Since the opening of the Hvide Sande canal Nymindegab has lost its role as the entry point to the Ringkøbing Fjord, and is for the most part a quiet village. There was some excitement in 1990, when a sperm whale washed up on the beach. Its skeleton is now on display in a small museum. A more niche local attraction of sorts is a takeaway restaurant with comically bad reviews. Danish fast food is pretty straightforward. Hot dogs with the distinctively red sausages (“røde pølser“) and soft ice are the classics. Burgers are of course popular too. Not much can go wrong with this, one may think, but one outlet in Nymindegab seems to prove this wrong. So many unhappy customers have written negative reviews complaining about both the low quality of the food and the rude treatment they received that satirical reviews have started to appear. The latter express disappointment because the soft ice did not tase like washing-up liquid and the owner did not yell at the customers.

• [Work instructions]
[a] According to the text about Nymindegab, what washed up on the beach in 1990?
[b] Find each line of the records that contains the string "algae", matching case exactly.

• [Supplied records]
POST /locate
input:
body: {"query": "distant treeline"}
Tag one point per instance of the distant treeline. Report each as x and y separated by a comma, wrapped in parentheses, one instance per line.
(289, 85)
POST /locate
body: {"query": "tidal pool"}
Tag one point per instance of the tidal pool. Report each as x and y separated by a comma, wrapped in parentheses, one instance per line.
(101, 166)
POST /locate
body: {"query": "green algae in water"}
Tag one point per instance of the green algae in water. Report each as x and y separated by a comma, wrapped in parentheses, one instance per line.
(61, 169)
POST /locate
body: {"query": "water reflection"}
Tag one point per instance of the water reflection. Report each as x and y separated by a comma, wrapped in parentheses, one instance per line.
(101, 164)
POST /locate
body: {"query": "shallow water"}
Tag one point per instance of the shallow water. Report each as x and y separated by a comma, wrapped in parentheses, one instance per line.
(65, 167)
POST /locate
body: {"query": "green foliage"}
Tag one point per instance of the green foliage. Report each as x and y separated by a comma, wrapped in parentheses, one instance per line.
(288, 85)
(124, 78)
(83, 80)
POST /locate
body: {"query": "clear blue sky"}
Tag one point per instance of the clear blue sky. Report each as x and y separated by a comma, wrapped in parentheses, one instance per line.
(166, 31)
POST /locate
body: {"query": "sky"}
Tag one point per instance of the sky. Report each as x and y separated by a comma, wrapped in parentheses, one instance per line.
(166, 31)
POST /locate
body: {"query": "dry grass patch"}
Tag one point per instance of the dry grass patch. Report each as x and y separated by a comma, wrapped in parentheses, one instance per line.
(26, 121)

==

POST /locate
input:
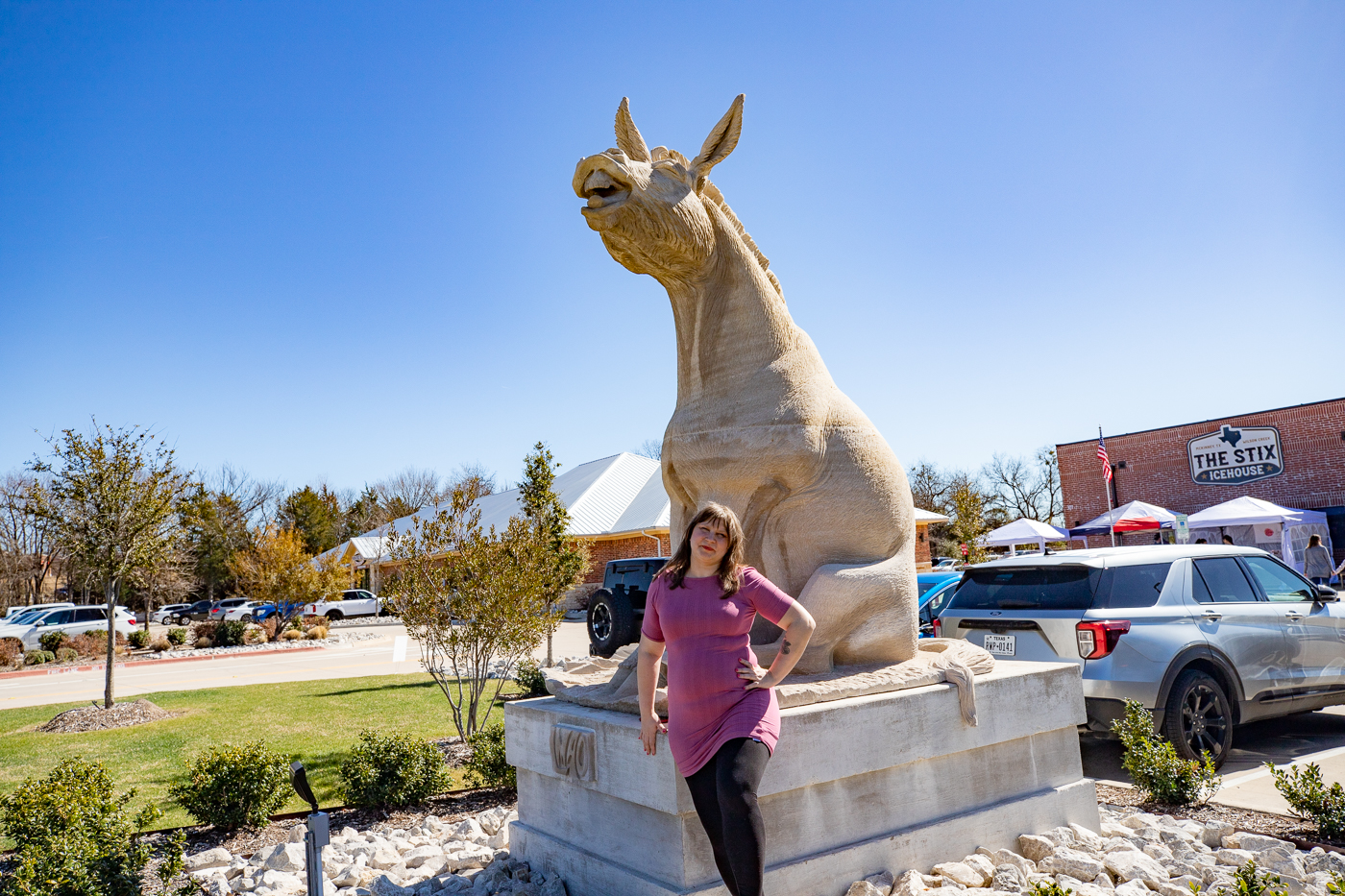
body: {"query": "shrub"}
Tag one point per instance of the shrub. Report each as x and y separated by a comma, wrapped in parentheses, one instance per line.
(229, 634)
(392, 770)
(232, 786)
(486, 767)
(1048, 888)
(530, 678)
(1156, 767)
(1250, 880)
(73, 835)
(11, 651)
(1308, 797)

• [Results]
[a] A sperm whale.

[b]
body: {"query": "green algae in water"}
Tag one point per instance of the green algae in water. Report each as x and y separated by a comma, wrapped in parentheses, one instance per line.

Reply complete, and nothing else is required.